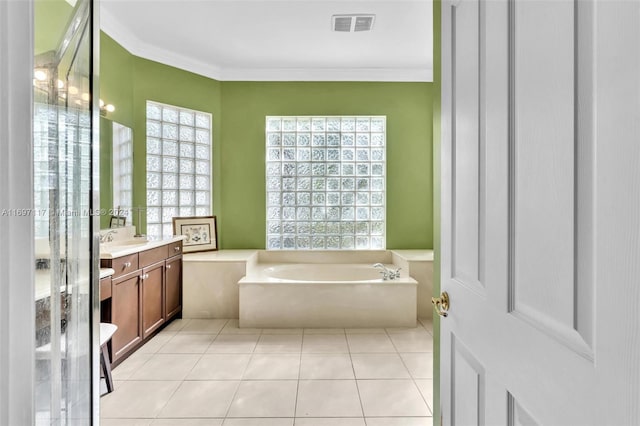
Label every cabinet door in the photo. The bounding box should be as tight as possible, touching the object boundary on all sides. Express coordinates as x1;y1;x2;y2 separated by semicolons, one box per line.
142;261;165;339
112;273;142;361
165;255;182;319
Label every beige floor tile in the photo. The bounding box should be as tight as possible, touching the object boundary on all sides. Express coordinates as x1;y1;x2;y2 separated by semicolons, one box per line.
163;318;191;332
223;418;294;426
294;419;365;426
385;325;426;333
303;328;345;334
418;318;433;334
101;419;152;426
227;381;298;418
299;354;354;380
158;381;240;418
158;333;216;354
254;334;303;353
351;353;411;379
296;380;362;417
112;352;153;381
357;379;430;417
186;354;252;380
302;334;349;353
366;418;433;426
180;318;228;334
129;354;201;381
136;332;176;354
207;334;260;353
262;328;304;335
415;379;434;410
387;331;433;353
152;419;224;426
346;333;396;353
220;319;263;335
101;380;181;418
243;354;300;379
400;353;433;379
345;328;387;334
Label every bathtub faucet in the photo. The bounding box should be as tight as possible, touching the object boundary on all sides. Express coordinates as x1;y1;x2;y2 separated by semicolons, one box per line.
373;263;402;280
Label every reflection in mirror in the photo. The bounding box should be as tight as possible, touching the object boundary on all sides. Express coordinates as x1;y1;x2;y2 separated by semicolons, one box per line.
99;119;133;229
112;122;133;218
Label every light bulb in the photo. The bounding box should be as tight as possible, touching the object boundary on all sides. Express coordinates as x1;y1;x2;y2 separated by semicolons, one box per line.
106;104;115;113
34;70;47;81
57;79;65;89
99;99;105;108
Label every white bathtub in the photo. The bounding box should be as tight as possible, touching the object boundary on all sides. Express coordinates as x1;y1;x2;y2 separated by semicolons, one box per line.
265;264;385;282
238;251;417;328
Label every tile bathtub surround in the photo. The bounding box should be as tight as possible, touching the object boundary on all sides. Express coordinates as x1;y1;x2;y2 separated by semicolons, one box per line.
101;318;433;425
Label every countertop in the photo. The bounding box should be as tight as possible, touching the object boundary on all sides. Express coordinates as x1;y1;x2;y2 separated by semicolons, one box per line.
99;235;185;259
100;268;115;279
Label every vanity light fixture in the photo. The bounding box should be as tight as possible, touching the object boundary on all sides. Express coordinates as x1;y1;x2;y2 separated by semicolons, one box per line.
99;99;116;116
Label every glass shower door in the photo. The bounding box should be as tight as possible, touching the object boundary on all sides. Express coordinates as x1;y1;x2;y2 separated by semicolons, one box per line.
33;0;98;423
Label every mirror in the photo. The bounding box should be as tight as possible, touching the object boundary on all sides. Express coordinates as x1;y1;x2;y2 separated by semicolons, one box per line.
100;118;133;229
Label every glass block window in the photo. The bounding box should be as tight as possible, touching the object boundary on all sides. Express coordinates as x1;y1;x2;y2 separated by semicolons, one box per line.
112;122;133;211
266;116;386;250
146;101;211;239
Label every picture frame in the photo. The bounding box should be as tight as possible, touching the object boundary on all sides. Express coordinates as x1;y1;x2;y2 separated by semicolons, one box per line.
172;215;218;253
109;215;127;228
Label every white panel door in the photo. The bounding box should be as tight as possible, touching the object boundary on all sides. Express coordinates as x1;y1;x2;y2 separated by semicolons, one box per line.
440;0;640;425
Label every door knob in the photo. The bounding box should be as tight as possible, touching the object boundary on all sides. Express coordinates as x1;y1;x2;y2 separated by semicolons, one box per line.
431;292;450;317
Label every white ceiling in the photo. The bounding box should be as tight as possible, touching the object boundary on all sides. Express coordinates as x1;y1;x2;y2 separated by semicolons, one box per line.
100;0;433;82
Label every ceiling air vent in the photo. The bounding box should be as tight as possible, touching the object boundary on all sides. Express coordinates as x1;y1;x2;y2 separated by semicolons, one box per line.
332;14;376;32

- About this exercise -
All of the lines above must be repeated without alteration, though the pictures are to be excluded.

- Exercise output -
Label every cabinet door in the photo. The bounding box should be as tight as possible, touching the object boundary on all sides. Express coordinates as x1;y1;x2;y2 separated by semicolons, one box per line.
142;261;165;339
112;273;142;361
165;255;182;319
Label every beige floor tile in the photo. The bounding box should be as tight as possible, touching the object boundary on all sides. Express coordinates as x1;y1;x2;y2 separated by semicolons, one box per line.
163;318;191;332
223;418;294;426
294;419;365;426
385;325;426;333
303;328;345;334
418;318;433;334
101;419;152;426
227;381;298;418
299;354;354;380
158;381;240;418
158;333;216;354
254;334;303;353
351;353;411;379
296;380;362;417
112;352;153;381
357;379;430;417
186;354;252;380
302;334;349;353
366;418;433;426
180;318;228;334
129;354;201;381
136;332;176;354
207;334;260;353
262;328;304;335
415;379;434;410
387;331;433;353
152;419;224;426
346;333;396;353
220;319;263;335
101;380;181;418
243;354;300;379
400;353;433;379
345;328;387;334
Label every bathtub faucet in the photo. The bounding box should be as tight as possible, touching the object boundary on all sides. Express coordinates as x1;y1;x2;y2 separated by semicolons, one box per line.
373;263;402;280
Label every reflection in mirror in the photo. The bounding box should be as tight as possible, touching the object boundary on all sides. Express coordinates as x1;y1;x2;y2 separated by semicolons, one box per line.
99;119;133;229
112;122;133;218
Label every light bulb in the photo. The bounding box should be as tight as possible, touching the object boundary on all sides. Express coordinates as x1;y1;x2;y2 separated by semicolons, one box per line.
106;104;115;113
34;70;47;81
57;79;65;89
99;99;105;108
Label every white bathtub in the photo. The bounding box should be as tight as possible, touching the object boundary on all sides. Express coordinates as x1;y1;x2;y2 separated by semicolons, one box per line.
265;264;385;282
238;251;417;328
Label every tile bathtub surround in the photo. The bounding box should be as tight as possible, touching the object boundary on all sides. Express coordinates as x1;y1;x2;y2 separated by semicolons, one box per line.
101;318;433;425
Label every countertop in the photo. The bounding box should be as tight as possible, touching the object boundary on all sides. Express coordinates as x1;y1;x2;y2 separated by semicolons, one box per line.
99;235;185;259
100;268;115;279
Label every vanity light fixture in the photo. The bounding box should be as tight as possible, touching the object boundary on all sides. Express coordinates as x1;y1;x2;y2 separated by semicolons, one box per line.
99;99;116;116
Label every glass shower door in the photo. The bounding box should be as tight as possible, touching the object boundary on all sides. Express coordinates as x1;y1;x2;y2 separated by semicolons, one box per line.
33;0;98;423
Label every mirror in the photo. The bounding box should be as tight as possible, touching the object boundary on all sides. Express coordinates as x1;y1;x2;y2 separated by semicolons, one box per line.
100;118;133;229
Label every glass block window in the photo. The bounding box should be as tight as possible, touching the object boundary on all sides. Express coordinates as x1;y1;x2;y2 separated by semicolons, one box per line.
112;122;133;211
266;116;386;250
146;101;211;239
Label every picture frame in the photo. The bounding box should be as tight as possible, touching the object boundary on all sides. Express coordinates as x1;y1;x2;y2 separated by semicolons, one box per line.
172;215;218;253
109;215;127;228
Label every white panel door in the photo. The bounding box should be as tight as possible, touching the object boundary on all sides. Express coordinates as x1;y1;x2;y2 separated by semicolons, one box per line.
440;0;640;425
Label every door knob in the photo. The bounding box should be as tight as possible, touching the object boundary on all sides. Express coordinates as x1;y1;x2;y2 separated by semicolons, one box per line.
431;292;450;317
Label every white ceiling in the photo. The bounding box should be as tight as possible, touching the object boundary on all sides. Express coordinates as x1;y1;x2;y2 separated by semicolons, one box per line.
100;0;433;82
Label every ceiling air vent in the photo. The bounding box should be as tight as possible, touching the object boundary on all sides. Express coordinates as x1;y1;x2;y2 separated by semicolons, one box per line.
332;14;376;32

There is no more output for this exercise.